▶ **TASK DESCRIPTION**
Gather every line of the records that contains the string "sidewalk". Case counts.

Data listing
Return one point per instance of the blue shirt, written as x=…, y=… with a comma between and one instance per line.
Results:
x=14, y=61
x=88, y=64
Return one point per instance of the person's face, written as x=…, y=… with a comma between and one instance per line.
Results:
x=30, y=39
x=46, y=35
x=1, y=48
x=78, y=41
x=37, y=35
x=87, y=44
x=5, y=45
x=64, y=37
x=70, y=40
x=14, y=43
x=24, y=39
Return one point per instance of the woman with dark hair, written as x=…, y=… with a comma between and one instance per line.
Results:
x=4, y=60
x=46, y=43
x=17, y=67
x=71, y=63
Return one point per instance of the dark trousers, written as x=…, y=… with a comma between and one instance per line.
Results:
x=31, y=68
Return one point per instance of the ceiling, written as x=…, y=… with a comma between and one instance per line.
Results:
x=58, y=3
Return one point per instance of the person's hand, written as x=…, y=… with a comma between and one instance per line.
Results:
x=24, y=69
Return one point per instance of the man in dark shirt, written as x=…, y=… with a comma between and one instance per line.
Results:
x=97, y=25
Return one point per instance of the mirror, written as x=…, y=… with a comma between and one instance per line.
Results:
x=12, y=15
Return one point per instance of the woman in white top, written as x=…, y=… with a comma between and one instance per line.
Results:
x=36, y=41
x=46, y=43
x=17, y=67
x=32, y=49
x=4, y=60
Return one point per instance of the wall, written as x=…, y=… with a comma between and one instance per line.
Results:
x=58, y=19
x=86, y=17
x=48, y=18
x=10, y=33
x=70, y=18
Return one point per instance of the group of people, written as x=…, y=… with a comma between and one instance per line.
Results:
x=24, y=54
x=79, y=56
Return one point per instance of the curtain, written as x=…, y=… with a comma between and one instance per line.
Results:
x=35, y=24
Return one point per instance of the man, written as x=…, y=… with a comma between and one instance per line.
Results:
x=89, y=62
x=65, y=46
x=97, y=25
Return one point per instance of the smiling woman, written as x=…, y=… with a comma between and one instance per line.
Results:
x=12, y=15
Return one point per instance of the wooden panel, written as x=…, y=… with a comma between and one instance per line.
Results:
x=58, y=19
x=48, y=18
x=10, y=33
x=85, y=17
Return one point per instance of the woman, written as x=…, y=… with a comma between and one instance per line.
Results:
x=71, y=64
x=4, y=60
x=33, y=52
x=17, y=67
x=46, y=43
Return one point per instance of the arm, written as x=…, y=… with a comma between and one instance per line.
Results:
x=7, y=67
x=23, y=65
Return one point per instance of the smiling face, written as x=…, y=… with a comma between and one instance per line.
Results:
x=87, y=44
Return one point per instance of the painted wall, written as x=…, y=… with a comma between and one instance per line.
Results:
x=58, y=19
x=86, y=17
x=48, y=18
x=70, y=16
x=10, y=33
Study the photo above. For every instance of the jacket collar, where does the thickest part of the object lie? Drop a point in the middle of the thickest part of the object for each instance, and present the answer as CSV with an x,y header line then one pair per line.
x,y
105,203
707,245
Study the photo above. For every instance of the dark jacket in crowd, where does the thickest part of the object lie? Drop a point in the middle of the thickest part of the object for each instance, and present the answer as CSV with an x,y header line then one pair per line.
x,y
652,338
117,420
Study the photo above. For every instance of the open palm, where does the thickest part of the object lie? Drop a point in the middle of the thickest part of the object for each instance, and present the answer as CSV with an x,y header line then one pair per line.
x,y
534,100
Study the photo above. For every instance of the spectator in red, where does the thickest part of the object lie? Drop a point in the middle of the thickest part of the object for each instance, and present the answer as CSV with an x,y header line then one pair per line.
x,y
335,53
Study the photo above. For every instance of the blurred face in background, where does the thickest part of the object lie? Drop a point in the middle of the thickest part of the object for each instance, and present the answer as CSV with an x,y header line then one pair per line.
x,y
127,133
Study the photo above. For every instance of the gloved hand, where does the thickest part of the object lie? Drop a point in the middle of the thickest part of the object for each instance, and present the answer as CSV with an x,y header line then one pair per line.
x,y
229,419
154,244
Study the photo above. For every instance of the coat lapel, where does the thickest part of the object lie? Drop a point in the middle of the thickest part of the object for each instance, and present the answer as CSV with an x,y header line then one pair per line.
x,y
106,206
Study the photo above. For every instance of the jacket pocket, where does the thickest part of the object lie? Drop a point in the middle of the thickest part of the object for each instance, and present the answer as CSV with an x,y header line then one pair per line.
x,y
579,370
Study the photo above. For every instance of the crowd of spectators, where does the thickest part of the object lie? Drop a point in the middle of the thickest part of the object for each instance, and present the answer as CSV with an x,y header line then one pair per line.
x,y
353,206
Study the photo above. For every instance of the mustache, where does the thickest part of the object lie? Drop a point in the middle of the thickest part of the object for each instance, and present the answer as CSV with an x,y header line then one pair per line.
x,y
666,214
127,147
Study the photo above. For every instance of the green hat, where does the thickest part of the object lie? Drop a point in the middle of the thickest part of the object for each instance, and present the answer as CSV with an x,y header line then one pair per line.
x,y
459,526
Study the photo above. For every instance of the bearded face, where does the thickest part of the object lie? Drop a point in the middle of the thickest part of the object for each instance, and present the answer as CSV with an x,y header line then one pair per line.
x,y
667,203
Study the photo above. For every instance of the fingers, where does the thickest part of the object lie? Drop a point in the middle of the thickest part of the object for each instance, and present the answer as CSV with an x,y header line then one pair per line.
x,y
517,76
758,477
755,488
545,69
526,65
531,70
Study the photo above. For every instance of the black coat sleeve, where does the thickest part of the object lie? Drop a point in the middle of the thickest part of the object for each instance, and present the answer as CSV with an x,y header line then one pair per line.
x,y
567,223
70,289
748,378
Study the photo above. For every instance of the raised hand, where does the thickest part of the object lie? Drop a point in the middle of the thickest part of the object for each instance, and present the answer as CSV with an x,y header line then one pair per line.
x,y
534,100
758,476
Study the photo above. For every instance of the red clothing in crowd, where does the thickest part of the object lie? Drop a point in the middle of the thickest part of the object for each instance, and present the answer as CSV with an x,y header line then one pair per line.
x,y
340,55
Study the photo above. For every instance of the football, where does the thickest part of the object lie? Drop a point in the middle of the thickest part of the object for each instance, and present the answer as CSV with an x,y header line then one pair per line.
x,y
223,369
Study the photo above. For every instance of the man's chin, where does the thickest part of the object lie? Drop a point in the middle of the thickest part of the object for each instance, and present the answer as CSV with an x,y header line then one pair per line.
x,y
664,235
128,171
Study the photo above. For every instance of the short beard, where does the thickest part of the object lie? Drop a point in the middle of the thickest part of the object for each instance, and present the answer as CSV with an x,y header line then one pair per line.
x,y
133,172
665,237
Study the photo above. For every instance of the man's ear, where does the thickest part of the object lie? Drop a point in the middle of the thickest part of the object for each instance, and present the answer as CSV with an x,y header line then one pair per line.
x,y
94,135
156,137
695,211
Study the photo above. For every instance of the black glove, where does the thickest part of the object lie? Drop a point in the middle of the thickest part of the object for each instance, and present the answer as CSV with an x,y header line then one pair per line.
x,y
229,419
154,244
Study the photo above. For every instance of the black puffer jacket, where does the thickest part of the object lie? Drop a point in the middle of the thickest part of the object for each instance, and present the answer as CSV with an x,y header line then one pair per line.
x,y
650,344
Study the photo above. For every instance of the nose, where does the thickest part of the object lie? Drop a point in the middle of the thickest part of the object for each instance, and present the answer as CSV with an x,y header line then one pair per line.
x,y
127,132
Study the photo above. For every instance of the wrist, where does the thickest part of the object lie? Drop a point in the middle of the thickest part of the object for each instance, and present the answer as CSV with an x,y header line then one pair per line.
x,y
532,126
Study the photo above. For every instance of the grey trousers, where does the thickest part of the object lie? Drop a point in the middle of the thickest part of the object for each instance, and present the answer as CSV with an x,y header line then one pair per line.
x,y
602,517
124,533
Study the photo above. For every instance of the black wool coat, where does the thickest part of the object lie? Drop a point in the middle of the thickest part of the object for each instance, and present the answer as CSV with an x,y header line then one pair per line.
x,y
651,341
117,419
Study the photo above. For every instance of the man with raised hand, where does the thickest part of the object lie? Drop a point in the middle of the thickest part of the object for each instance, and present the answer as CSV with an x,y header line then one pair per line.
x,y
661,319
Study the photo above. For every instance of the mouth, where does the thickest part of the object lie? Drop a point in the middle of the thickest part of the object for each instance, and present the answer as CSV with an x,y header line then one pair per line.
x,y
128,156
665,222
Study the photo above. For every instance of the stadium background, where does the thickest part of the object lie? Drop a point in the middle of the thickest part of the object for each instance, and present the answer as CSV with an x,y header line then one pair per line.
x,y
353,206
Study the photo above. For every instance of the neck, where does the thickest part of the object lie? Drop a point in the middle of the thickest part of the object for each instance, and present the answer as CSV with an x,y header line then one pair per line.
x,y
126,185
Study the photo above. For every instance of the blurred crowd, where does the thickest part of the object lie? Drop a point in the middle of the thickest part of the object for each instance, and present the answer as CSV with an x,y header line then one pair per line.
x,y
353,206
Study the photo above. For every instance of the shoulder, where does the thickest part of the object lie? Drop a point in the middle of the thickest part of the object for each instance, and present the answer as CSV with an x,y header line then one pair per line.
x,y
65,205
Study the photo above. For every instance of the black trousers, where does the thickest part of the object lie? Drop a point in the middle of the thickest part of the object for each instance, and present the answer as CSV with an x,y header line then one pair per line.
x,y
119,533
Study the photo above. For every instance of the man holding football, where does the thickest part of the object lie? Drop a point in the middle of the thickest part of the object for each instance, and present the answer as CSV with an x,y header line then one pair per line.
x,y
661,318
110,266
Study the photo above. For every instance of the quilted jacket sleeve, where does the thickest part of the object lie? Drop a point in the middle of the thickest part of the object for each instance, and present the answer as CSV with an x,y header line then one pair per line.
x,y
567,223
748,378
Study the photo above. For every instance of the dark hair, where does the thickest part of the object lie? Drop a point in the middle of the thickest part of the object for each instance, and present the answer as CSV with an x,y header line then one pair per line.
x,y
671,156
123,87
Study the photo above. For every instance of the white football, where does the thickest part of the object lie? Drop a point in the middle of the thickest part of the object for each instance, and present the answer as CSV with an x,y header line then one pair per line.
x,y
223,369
==
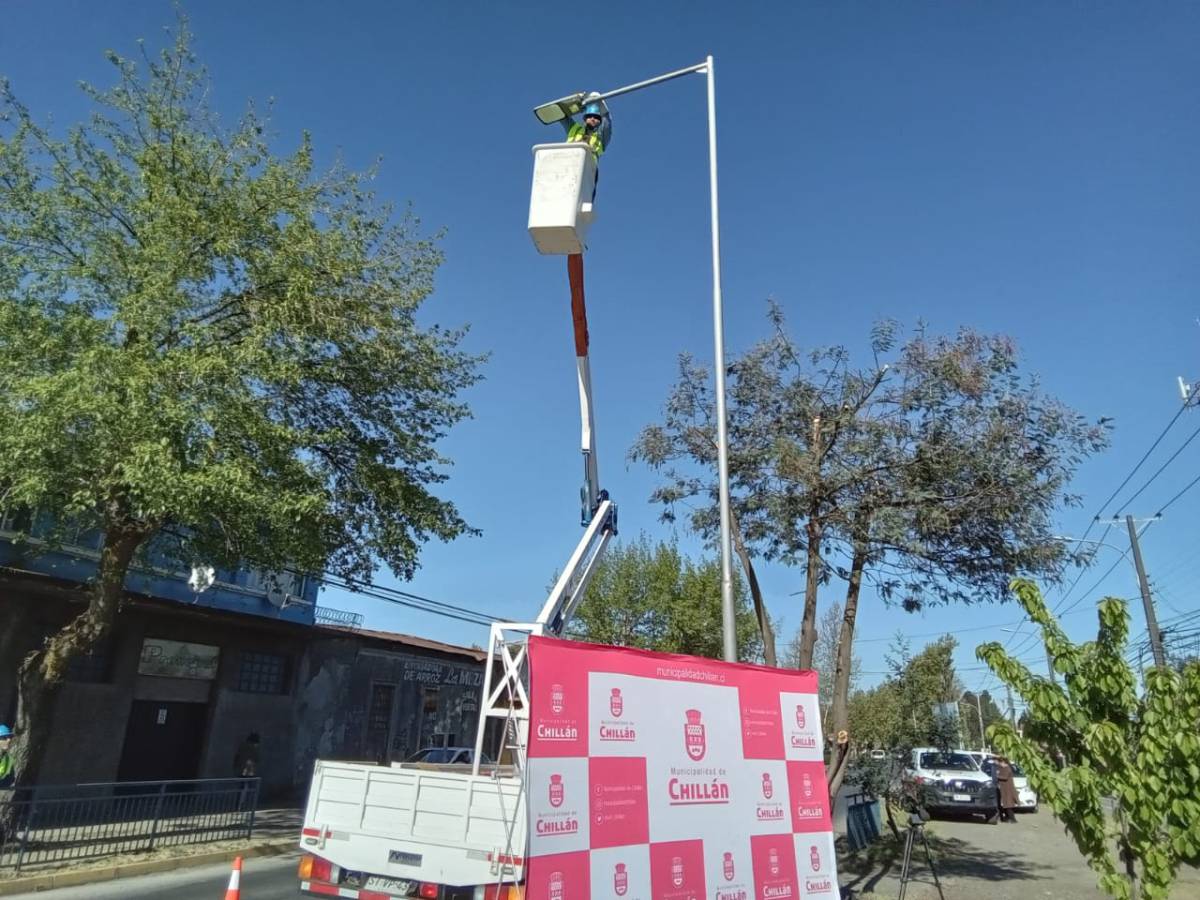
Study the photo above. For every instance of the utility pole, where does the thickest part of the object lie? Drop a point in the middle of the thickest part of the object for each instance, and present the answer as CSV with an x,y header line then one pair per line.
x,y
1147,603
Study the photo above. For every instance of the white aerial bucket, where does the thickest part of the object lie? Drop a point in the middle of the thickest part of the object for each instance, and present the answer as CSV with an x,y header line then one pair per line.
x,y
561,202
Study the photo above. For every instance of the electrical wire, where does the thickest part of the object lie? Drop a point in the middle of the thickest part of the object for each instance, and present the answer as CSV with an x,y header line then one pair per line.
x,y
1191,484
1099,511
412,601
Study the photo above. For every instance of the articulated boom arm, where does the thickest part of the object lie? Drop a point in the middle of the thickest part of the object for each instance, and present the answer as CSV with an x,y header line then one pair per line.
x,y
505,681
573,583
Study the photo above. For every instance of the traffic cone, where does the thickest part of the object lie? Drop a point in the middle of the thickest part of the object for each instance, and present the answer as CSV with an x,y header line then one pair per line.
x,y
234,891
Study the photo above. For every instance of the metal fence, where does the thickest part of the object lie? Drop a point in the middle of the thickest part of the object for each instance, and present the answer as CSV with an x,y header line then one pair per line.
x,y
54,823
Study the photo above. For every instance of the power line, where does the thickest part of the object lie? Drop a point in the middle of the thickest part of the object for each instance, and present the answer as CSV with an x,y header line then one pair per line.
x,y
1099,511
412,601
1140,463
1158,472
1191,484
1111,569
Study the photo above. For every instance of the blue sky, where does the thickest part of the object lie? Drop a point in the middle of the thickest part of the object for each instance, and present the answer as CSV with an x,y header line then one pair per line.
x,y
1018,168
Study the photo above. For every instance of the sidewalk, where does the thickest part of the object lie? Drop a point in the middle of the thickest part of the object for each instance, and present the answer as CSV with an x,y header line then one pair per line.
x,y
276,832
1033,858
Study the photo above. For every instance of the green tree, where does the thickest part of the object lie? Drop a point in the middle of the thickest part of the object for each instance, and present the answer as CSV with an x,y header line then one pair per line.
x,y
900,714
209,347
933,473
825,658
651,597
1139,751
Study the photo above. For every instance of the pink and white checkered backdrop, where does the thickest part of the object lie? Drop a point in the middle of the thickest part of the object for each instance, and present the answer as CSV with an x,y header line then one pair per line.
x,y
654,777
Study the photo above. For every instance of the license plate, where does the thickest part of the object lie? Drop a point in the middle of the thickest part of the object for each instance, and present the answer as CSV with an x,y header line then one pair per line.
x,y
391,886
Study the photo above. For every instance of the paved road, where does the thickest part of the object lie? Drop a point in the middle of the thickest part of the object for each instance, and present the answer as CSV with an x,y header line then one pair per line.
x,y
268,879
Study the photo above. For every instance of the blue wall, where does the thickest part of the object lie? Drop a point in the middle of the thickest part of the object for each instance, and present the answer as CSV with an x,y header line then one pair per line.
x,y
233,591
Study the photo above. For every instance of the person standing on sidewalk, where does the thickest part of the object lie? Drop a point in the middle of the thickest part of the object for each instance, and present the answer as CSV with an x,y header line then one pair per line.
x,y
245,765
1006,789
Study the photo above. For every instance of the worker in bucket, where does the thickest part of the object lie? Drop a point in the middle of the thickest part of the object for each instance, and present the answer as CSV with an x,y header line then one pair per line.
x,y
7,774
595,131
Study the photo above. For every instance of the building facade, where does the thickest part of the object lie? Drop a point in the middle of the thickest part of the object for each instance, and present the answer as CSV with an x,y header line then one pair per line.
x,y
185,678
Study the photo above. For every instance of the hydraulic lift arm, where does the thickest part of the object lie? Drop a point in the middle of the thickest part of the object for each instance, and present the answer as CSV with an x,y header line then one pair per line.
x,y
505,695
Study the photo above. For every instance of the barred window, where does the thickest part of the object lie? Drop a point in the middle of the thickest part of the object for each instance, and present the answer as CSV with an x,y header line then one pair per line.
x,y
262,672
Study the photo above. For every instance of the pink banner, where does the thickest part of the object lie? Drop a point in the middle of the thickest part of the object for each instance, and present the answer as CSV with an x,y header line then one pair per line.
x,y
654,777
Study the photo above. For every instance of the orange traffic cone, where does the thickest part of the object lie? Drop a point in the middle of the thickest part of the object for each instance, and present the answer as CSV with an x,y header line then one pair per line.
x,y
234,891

▶ **RESULT OF THE EXERCISE**
Study the photo above. For every instance of the sidewalk, where does the thickest part of the object lie? Drop a point in the middle of the thickest part of the object for each instance, and present the answer as CSV with an x,y header line then one pair per line.
Study the photo above. For every instance of the person standing on sidewalk, where does the thickest part of the object lie? Drop a point in the middle of the thickest part of the object for each instance, and present the answer as CSV with an x,y header line then one pair per line.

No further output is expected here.